_WHAT IS BEING ASKED_. Having read the data, transcribe all of it without deviation.

_GIVEN RECORDS_.
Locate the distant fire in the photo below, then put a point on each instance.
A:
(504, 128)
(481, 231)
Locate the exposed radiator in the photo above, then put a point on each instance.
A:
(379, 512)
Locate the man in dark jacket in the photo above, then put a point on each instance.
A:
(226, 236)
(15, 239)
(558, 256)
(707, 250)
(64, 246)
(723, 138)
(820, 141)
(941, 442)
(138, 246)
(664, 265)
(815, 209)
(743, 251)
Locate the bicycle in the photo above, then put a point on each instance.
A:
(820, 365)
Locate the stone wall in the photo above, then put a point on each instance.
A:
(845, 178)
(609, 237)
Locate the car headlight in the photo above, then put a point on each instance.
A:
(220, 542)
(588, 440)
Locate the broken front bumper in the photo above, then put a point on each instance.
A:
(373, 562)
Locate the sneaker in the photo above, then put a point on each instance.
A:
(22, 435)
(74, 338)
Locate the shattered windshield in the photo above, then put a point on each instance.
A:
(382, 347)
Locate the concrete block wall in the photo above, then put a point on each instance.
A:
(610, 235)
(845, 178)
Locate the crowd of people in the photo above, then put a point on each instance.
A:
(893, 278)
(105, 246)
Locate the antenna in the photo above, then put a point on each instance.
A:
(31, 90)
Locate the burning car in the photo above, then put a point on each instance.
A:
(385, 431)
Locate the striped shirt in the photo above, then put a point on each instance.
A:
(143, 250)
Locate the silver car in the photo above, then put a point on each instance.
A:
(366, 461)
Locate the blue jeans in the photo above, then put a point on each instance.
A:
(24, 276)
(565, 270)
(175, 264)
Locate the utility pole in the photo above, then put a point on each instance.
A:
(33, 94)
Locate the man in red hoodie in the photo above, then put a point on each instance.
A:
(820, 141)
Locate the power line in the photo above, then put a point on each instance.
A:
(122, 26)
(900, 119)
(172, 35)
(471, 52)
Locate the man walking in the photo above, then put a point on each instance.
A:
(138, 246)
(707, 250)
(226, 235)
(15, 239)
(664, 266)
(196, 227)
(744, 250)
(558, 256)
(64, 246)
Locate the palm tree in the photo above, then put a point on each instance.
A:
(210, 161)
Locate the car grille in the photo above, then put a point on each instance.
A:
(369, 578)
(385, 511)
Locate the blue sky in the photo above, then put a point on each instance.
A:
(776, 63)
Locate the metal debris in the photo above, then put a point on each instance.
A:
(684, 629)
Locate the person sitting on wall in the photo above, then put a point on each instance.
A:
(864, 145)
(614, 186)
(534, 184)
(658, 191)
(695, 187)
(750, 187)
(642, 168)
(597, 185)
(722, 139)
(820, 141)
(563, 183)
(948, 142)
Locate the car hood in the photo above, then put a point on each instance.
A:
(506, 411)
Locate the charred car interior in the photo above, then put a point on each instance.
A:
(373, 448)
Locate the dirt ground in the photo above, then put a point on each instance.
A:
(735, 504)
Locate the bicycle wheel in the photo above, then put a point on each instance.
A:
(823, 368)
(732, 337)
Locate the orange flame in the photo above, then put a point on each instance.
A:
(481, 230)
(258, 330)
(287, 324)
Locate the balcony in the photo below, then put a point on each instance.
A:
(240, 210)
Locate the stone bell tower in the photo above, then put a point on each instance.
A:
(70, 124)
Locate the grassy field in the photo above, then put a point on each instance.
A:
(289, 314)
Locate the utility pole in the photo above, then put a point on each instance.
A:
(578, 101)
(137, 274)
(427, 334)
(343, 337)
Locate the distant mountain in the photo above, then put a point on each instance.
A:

_ANSWER SECTION_.
Locate the distant fire in the photo below, then put a point on each instance.
A:
(504, 128)
(481, 231)
Locate the exposed radiator in the photo above, then put a point on each instance.
A:
(379, 512)
Locate the man in dark jacket in the photo above, then put a point on each instance.
A:
(226, 236)
(15, 239)
(558, 256)
(707, 250)
(64, 246)
(723, 138)
(820, 141)
(941, 442)
(138, 246)
(664, 265)
(815, 209)
(743, 251)
Locate the bicycle in the photo above, then put a point on each instance.
A:
(820, 365)
Locate the stone wall in the photo above, then put a point on each instance.
A:
(845, 178)
(609, 237)
Locate the car headlight in the photo above, then put a point on each instance.
A:
(220, 542)
(588, 440)
Locate the broken front bumper in the photo above, then put a point on each instance.
A:
(373, 562)
Locate the sneaker in the photo above, then put a point on each instance.
A:
(22, 435)
(74, 338)
Locate the shattered windshield in the photo above, then put a point on each instance.
A:
(382, 347)
Locate the concrete block wall in the photo above, then put a point on each instance.
A:
(610, 235)
(845, 178)
Locate the crowd of people in the photo above, then put a point on each instance.
A:
(893, 278)
(105, 246)
Locate the antenna in the photo above, then put a point on each instance.
A:
(31, 90)
Locate the burning car in the photo above, then put a point on each instance.
A:
(385, 431)
Locate the striped shirt in the photo above, then put a point on each instance.
A:
(143, 250)
Locate the silver car in the photo above, then put a point on each instance.
A:
(366, 461)
Locate the blue jeans in the photo above, then put a point on each instance.
A:
(24, 276)
(565, 270)
(175, 264)
Locate the utility pole in the photo above, then put a point on each instance.
A:
(33, 94)
Locate the man in red hoodie in the photo above, then put a point on each instance.
A:
(820, 141)
Locate the power line in the photo above, then put a point on each instance.
A:
(122, 26)
(900, 119)
(172, 35)
(471, 52)
Locate the man walking in the photo above, then put a point on each instance.
A:
(138, 246)
(707, 250)
(226, 235)
(15, 239)
(664, 266)
(196, 227)
(744, 250)
(558, 256)
(64, 246)
Locate the palm tree in the photo above, then put a point on each instance.
A:
(210, 161)
Locate the car grille in the photo above, then put a point on each instance.
A:
(369, 578)
(385, 511)
Locate the blue sky in the photo above, then put a point on each instance.
A:
(776, 63)
Locate the metal debris in the photo above, then put a point on each instance.
A:
(684, 629)
Locate the person sitting on wall in the photo above, then put a point on each instance.
A:
(864, 145)
(614, 186)
(534, 184)
(658, 191)
(695, 187)
(750, 187)
(642, 168)
(597, 185)
(722, 139)
(820, 141)
(563, 183)
(948, 142)
Locate the car hood in the photo above, then put a point on each instance.
A:
(506, 411)
Locate the charred car interior in the photo above, then put a point on each instance.
A:
(373, 448)
Locate the dirt ground in the photo above, then put a point on each instance.
A:
(735, 504)
Locate the bicycle wheel in the photo above, then put a point on each instance.
A:
(823, 368)
(732, 337)
Locate the orange flame in the photo above, then put a point on each instance.
A:
(481, 230)
(258, 330)
(287, 324)
Locate the balcony in the photo below, then put a point on each instance.
A:
(240, 210)
Locate the stone bell tower in the photo above, then put a point on each instance.
A:
(70, 124)
Locate the grassy field in the photo above, then put a point on each instance.
A:
(289, 314)
Locate the utility pole in the photo above, then put a point on each instance.
A:
(578, 101)
(137, 274)
(427, 334)
(343, 337)
Locate the distant mountain in the photo above, then put a point on each instance.
A:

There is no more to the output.